§ **Text**:
• • • • • • •
The Contagion Web
How shocks actually spread between banks and investment funds, and why single-sector models are no longer sufficient
In a highly interconnected world, one of the most persistent intellectual failings of the credentialed class, particularly within financial regulation, is the tendency to examine complex systems in isolation. We build elaborate, mathematically elegant models to stress-test banks, treating them as if they exist within a vacuum. But as the structural shifts of the past decade have shown us, the center of gravity in global finance has moved.
The conventional wisdom in macroprudential policy has long been to safeguard the banking sector. Yet, if we only look at banks, we suffer from our own form of institutional deafness. We fail to hear the signals emanating from the rapidly expanding non-bank financial intermediation (NBFI) sector, and specifically, investment funds.
What happens when an exogenous shock hits the system? Do banks and investment funds absorb the blow independently, or do their reactions feed off one another, creating a contagion web that amplifies the initial damage?
• • • • • • •
§ **Requirement 1**:
List every hyphenated word in the contagion text, including its title and subtitle.
§ **Requirement 2**:
Continue the text on how shocks spread between banks and investment funds.
• • • • • • •
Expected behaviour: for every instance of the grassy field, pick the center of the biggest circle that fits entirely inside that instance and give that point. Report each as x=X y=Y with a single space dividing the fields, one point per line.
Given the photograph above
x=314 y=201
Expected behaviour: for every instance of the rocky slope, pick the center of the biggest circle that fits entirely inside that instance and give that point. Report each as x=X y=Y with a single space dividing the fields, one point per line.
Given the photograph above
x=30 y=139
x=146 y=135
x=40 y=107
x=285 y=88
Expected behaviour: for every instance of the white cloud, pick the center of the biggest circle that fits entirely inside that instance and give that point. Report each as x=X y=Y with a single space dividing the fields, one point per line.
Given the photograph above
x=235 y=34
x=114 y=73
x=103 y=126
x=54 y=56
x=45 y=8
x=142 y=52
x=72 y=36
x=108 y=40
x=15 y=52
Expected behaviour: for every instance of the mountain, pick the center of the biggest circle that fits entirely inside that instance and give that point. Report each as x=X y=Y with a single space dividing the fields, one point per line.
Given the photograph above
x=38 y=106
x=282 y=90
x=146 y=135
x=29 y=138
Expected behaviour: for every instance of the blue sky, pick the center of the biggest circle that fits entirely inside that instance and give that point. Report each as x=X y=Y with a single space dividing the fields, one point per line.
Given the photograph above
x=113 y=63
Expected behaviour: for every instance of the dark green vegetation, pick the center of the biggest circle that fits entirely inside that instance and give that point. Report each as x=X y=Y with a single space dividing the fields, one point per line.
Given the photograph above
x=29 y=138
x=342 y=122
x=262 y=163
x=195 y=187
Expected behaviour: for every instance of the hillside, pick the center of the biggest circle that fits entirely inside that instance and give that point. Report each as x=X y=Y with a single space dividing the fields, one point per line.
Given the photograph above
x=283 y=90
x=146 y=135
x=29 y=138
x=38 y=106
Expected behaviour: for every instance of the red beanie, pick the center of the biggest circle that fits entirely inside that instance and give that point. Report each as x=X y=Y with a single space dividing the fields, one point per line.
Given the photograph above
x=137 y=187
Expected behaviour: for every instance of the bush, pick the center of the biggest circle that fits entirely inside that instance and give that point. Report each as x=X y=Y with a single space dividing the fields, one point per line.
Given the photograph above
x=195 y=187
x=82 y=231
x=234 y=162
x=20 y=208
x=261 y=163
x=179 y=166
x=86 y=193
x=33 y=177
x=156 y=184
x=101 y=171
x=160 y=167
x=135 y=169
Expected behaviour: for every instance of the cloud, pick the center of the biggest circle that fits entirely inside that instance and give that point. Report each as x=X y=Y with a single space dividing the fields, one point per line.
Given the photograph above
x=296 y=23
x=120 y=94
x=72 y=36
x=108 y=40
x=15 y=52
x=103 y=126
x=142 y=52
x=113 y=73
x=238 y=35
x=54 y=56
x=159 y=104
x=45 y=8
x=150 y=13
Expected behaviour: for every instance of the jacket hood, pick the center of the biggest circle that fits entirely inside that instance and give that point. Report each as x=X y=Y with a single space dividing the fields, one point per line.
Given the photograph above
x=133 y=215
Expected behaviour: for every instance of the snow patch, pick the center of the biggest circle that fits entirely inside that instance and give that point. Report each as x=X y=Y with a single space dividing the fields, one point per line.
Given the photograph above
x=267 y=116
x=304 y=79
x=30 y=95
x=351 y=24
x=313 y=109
• • • • • • •
§ **Response area 1**:
single-sector, stress-test, non-bank

§ **Response area 2**:
This was the core question my colleagues and I set out to answer in our recent paper, Shock amplification in an interconnected financial system of banks and investment funds, published in the Journal of Financial Stability.
The Conventional Wisdom: The Danger of the Silo
Historically, central banks and supervisory authorities have relied on single-sector stress testing models. We shock the banks. We see how the banks react. We declare the system safe or vulnerable.
But the reality of modern finance is deeply entangled. Banks and investment funds hold overlapping portfolios. Banks lend to funds; funds hold securities issued by banks. When a crisis strikes, such as the sudden economic halt caused by the COVID-19 outbreak, these entities do not merely absorb the shock in isolation. Their endogenous reactions, their desperate bids for liquidity and survival, collide.
The Contagion Web: Liquidity and Solvency

To understand this hidden plumbing, we built a novel model of contagion propagation using a remarkably granular dataset for the euro area. We subjected both sectors to a severe, multi-layered exogenous shock: a default shock, a market shock, and a redemption shock (where investors suddenly pull their capital from funds).
Our model revealed that the contagion mechanism operates through a dual channel of liquidity and solvency risk.
When investment funds face sudden, massive redemptions, they are forced to liquidate assets rapidly to generate cash. This phenomenon, the classic “fire sale,” depresses asset prices across the board. Because banks hold many of those exact same assets, their balance sheets instantly take a hit.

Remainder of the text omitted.